### Selected text
When Juventus face Ajax in Amsterdam on Thursday night, they will find themselves in uncharted territory.
However, it's the uncharted territory the Old Lady never wanted to be in.
Nobody would have ever thought Juve would exit Europe's premier club competition the way they did. The odds of Juve playing in the Europa League were about as small as Sebastian Giovinco is tall. Yet this is where they find themselves after crashing out of the Champions League against Bayern Munich on the final day of group play.
And now Juve are matched up with another fallen giant who they have a history with, Ajax. The two teams most notably faced off in the 1996 Champions League final in Rome. The Bianconeri of course came out on top that day—a game everybody in Turin longs for once again.
1. Can Alberto Zaccheroni's three-man defense contain Ajax's Luis Suárez?
How the defense will play is always a question mark when it comes to Juventus. Whether it's a club battling to not get relegated or one of the top clubs in Serie A, no matter who Juve are playing, the defense is an issue.
And with the appointment of Alberto Zaccheroni as caretaker coach, the worries about the defense got a whole lot more interesting. Zaccheroni went back to his prefered three-man defense—something that wasn't exactly a welcoming thought considering how the defense had played under Ciro Ferrara.
Zac's three-man defense now has to deal with one of the hottest goal scorers in Europe Thursday night—Luis Suárez.
The 23-year-old Suárez has tallied 23 goals in the Dutch Eredivisie along with eight goals in the group stages Europa League. He scores them every way imaginable—shots, headers, volleys, penalties. Anything you can think of, he's probably done it.
He's one of the reasons why Ajax have an absurd goal differential of 48 goals in league play this season. And when they're at home, the goal differential is at 35. That's something you just don't see in Italy.
Can the Juve defense handle a player like Suárez? That remains to be seen. But you have think that wherever he is, Giorgio Chiellini will be in the same area.
2. Who will start in the midfield behind Diego?
With Zacceroni implementing his trademark system after being hired, Juventus had to learn on the fly.
The three-man defense is the obvious elephant in the room, but the squad selection in the midfield behind trequarista Diego is another crucial element to the team's success.
So who does Zaccheroni go with?

### What is being asked
Pick up the Juventus–Ajax match preview after its final sentence and keep writing in the same style.

### Entries
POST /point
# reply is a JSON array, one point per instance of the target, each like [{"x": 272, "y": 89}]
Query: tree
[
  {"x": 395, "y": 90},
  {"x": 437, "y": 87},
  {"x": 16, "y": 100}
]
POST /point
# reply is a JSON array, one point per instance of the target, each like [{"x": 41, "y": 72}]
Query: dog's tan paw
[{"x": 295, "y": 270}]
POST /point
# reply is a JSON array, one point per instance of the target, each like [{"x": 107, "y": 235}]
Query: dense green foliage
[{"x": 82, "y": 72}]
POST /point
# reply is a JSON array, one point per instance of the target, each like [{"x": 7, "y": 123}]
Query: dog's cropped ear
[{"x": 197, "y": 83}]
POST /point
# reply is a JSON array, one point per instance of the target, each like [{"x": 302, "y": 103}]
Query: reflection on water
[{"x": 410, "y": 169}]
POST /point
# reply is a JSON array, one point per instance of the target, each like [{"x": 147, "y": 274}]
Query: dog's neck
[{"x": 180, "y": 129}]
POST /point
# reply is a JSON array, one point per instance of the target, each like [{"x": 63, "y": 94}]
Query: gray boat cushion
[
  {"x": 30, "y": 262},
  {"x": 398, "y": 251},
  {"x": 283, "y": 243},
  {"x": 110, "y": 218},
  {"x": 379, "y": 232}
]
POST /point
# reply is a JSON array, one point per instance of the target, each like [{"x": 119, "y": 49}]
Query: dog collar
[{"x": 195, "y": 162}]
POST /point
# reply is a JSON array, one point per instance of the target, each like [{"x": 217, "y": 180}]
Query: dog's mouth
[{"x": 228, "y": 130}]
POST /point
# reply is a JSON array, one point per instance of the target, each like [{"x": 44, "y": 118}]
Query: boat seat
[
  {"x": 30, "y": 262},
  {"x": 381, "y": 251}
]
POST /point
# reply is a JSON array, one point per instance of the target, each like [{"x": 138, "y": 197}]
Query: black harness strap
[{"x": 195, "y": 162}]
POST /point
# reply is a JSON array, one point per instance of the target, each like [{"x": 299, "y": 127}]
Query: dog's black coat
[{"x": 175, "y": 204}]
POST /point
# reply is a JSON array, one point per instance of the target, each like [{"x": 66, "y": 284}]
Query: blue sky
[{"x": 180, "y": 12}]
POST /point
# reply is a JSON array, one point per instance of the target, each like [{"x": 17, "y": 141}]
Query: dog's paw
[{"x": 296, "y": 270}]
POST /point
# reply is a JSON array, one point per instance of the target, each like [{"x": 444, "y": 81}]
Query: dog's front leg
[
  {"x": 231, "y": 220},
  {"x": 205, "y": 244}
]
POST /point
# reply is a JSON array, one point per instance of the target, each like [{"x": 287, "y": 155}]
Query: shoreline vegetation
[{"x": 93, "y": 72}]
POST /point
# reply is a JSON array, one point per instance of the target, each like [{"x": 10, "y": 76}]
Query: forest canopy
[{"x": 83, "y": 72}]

### The response
Based on form, Paolo De Ceglie and Martin Caceres should be on the wings. While De Ceglie wasn't impressive on the weekend against Genoa, he offers a whole lot more at the moment than Fabio Grosso does right now.
The same kind of decisions have to be made in the center of the midfield. You have to think that Momo Sissoko will be in there the way he is play right now. His contributions defensively, especially with only three men playing in the back, are crucial to the team's success.
But his partner in the center of the midfield is still up in the air.
Could Zaccheroni go completely defensive-minded and pair Sissoko with Felipe Melo? Or will the Juve boss hand a starting shirt to Claudio Marchisio or Antonio Candreva?
The first choice to pair with Sissoko should be Marchisio. Despite playing just under 30 minutes in his return from injury against Genoa, Marchisio came up huge. His quality through ball led to Alessandro Del Piero's controversial penalty and his contributions in defense were huge as well.
3. What kind of impact will Diego have?
It's only fitting that after we talk about the players starting behind him, that we actually talk about Diego.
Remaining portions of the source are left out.